§ Problem description: Could you return the part of the tender presentation guide starting at "There’s a lot" and ending at "brand and expertise.", copied word for word?

§ Page excerpt:
┄┄┄┄┄┄

Business Development - Making a Good Tender Presentation

Making a Good Tender Presentation
Getting to tender presentation stage is a big achievement. You should feel reassured that the
customer is interested in what you have to offer, but also realistic about the task ahead. A good
face-to-face presentation should be a lot like your written one: clear, relevant and focused on
your customer’s needs.
But meeting your customer face-to-face gives you a chance to do what paper can’t – to interact
with your client and prove to them you are the sort of responsive, intelligent company they
would welcome working with long-term.
There’s a lot at stake, but a huge amount to gain – so effort spent on getting your presentation
right is one of the best investments you’ll make.
The pre-tender meeting
The most successful bidders start to build their lead right from the start. That means using every
opportunity to meet your customer face-to-face. Handled wisely, the pre-tender meeting can
offer a valuable early chance to raise your profile and market your brand and expertise.
Pre-tender meetings can be large affairs where you’ll share the floor with several fellow
tenderers. It’s a time when you can gain useful insights into the customer’s thinking and get a
feel for the competition. To get the most out of the meeting it’s a good idea to:
Choose a good position in the room. Not too close to the client – the tender panel will want
to maintain a visible sense of fairness and may feel uncomfortable about focusing on the
company closest to them.
Prepare questions which demonstrate your company’s expertise – keep them concise and
relevant, and if possible, drop in a small detail or example which shows you are skilled in
that area.
Stand up to ask your question if the room is crowded and always introduce your company
and yourself clearly at the start.
Take along another person to make notes and capture any valuable information which may
improve your final bid. If you are looking for the right opportunity to speak, it’s often difficult
to take in everyone else’s comments.
The formal interview
Your formal interview presentation is a crucial stage in the tendering process and it’s normal,
even useful, to feel some degree of pressure. The ‘it’ll be alright on the night’ approach isn’t
likely to work here and successful bidders know that the three ‘Ps’ – plan, practise and perform
– are the only routes to a winning presentation. Seeking a shortcut at this stage can cost
It sounds obvious, but don’t neglect the basics such as confirming the date, time and venue of
your interview, as well as the amount of time you will have for your presentation on the day. And
remember to allow a generous amount of travel time in case of unexpected delays.
When it comes to planning your presentation, instead of asking yourself what you want to say,
ask yourself: ‘What do I want my audience to know?’
Capture this in 2-4 key points and build from there.
Avoid simply repeating your tender – the panel will be looking for new information and
convincing reasons to choose you as their supplier.
Stick to everyday language. You may need to use some acronyms and technical references,
but steer clear of weary buzz phrases like ‘deliverables’ and ‘core objectives’.
It could be a long day for the panel, so help them to stay awake! Use examples and instances
wherever you can. Even localise them to your client. You could say: ‘….so that’s a potential
weekly output of 15 million radial bearings’ and add ‘enough to fill the Leeds International
Swimming Pool five times over’. Quotes and humour are fine – but only if you’re sure these
aren’t likely to offend.
Always build in sufficient time for questions at the end of your presentation and even be
prepared with a shorter version in case the client tells you they are over-running and need to
make up time.
Think carefully too about who to take along with you - everyone should have a clear role to play.
If you do need to take experts to answer specialised questions rather than to present, tell your
client this at the start so they don’t think you’ve brought along a wallflower, or worse still, that
your staff have time to waste.

┄┄┄┄┄┄

§ Labeled area outline items:
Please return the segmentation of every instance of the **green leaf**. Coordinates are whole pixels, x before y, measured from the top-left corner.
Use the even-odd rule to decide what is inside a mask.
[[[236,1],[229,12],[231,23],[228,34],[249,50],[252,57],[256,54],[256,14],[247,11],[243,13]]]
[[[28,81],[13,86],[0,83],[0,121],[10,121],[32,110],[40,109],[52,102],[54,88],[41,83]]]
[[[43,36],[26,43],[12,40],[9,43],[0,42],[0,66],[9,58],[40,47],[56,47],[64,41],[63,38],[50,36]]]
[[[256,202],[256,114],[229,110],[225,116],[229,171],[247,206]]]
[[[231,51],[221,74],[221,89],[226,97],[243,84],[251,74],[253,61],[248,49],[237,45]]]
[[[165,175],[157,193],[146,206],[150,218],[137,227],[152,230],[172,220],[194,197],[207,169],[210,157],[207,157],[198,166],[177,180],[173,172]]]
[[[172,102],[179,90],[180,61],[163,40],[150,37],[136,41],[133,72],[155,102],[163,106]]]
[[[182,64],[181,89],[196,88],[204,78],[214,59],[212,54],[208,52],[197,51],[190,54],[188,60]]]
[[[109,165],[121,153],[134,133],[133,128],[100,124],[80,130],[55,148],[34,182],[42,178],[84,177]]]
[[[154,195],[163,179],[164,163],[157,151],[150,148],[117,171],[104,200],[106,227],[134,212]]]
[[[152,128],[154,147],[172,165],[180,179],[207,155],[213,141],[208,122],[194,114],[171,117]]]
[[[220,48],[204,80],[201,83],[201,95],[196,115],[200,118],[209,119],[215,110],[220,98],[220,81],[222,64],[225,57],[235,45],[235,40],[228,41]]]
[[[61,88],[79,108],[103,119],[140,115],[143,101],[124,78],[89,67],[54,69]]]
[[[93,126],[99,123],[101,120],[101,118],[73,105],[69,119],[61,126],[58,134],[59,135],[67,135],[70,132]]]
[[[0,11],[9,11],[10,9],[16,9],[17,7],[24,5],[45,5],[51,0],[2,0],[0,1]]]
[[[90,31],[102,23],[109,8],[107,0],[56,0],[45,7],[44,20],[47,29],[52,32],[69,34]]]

┄┄┄┄┄┄

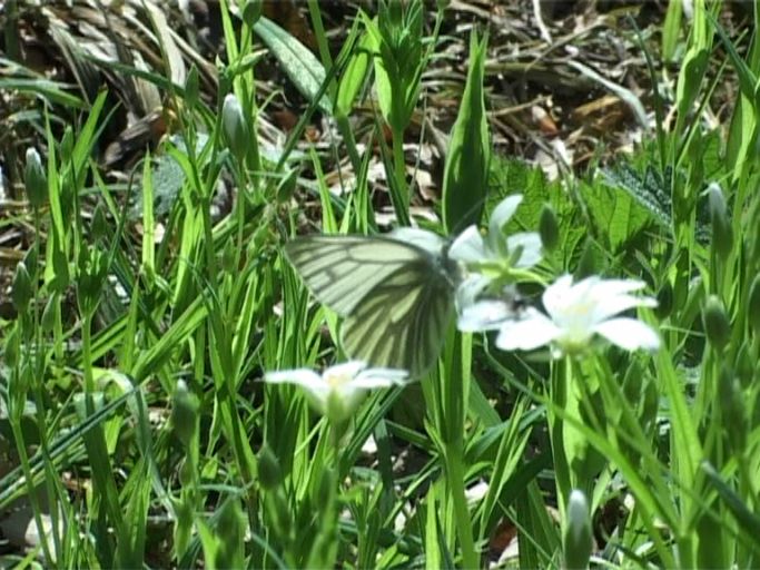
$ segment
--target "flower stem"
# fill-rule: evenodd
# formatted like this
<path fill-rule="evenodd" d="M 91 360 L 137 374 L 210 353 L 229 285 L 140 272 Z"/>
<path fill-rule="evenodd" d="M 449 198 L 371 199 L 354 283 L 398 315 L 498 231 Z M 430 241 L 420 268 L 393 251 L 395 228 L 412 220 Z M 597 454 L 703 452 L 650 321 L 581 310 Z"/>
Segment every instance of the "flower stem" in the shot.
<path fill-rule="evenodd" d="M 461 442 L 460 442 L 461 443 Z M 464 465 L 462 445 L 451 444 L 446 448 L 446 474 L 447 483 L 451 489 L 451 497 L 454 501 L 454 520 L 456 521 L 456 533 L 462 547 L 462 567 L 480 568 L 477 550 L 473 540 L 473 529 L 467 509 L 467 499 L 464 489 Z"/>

┄┄┄┄┄┄

§ Exercise answer:
There’s a lot at stake, but a huge amount to gain – so effort spent on getting your presentation
right is one of the best investments you’ll make.
The pre-tender meeting
The most successful bidders start to build their lead right from the start. That means using every
opportunity to meet your customer face-to-face. Handled wisely, the pre-tender meeting can
offer a valuable early chance to raise your profile and market your brand and expertise.